### [WHAT IS BEING ASKED]
Write the next part of the passage on computer-executable instructions and computer storage media, picking up after its last sentence.

### [EXCERPTED TEXT]

Examples of the disclosure may be described in the general context of computer-executable instructions, such as program modules, executed by one or more computers or other devices in software, firmware, hardware, or a combination thereof. The computer-executable instructions may be organized into one or more computer-executable components or modules. Generally, program modules include, but are not limited to, routines, programs, objects, components, and data structures that perform particular tasks or implement particular abstract data types. Aspects of the disclosure may be implemented with any number and organization of such components or modules. For example, aspects of the disclosure are not limited to the specific computer-executable instructions, or the specific components or modules illustrated in the figures and described herein. Other examples of the disclosure may include different computer-executable instructions or components having more or less functionality than illustrated and described herein. In examples involving a general-purpose computer, aspects of the disclosure transform the general-purpose computer into a special-purpose computing device when configured to execute the instructions described herein.

By way of example and not limitation, computer readable media comprise computer storage media and communication media. Computer storage media include volatile and nonvolatile, removable, and non-removable memory implemented in any method or technology for storage of information such as computer readable instructions, data structures, program modules, or the like. Computer storage media are tangible and mutually exclusive to communication media. Computer storage media are implemented in hardware and exclude carrier waves and propagated signals. Computer storage media for purposes of this disclosure are not signals per se. Exemplary computer storage media include hard disks, flash drives, solid-state memory, phase change random-access memory (PRAM), static random-access memory (SRAM), dynamic random-access memory (DRAM), other types of random-access memory (RAM), read-only memory (ROM), electrically erasable programmable read-only memory (EEPROM), flash memory or other memory technology, compact disk read-only memory (CD-ROM), digital versatile disks (DVD) or other optical storage, magnetic cassettes, magnetic tape, magnetic disk storage or other magnetic storage devices, or any other non-transmission medium that may be used to store information for access by a computing device. In contrast, communication media typically embody computer readable instructions, data structures, program modules, or the like in a modulated data signal such as a carrier wave or other transport mechanism and include any information delivery media.

### [COLLECTED MATERIAL]
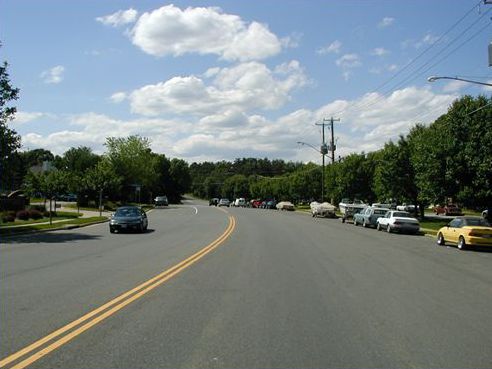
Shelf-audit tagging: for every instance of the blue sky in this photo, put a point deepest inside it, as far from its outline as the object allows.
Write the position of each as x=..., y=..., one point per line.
x=219, y=80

### [RESULT]
The order of execution or performance of the operations in examples of the disclosure illustrated and described herein is not essential and may be performed in different sequential manners in various examples. For example, it is contemplated that executing or performing a particular operation before, contemporaneously with, or after another operation is within the scope of aspects of the disclosure. When introducing elements of aspects of the disclosure or the examples thereof, the articles “a,” “an,” “the,” and “said” are intended to mean that there are one or more of the elements. The terms “comprising,” “including,” and “having” are intended to be inclusive and mean that there may be additional elements other than the listed elements. The term “exemplary” is intended to mean “an example of” The phrase “one or more of the following: A, B, and C” means “at least one of A and/or at least one of B and/or at least one of C.”

Having described aspects of the disclosure in detail, it will be apparent that modifications and variations are possible without departing from the scope of aspects of the disclosure as defined in the appended claims. As various changes could be made in the above constructions, products, and methods without departing from the scope of aspects of the disclosure, it is intended that all matter contained in the above description and shown in the accompanying drawings shall be interpreted as illustrative and not in a limiting sense.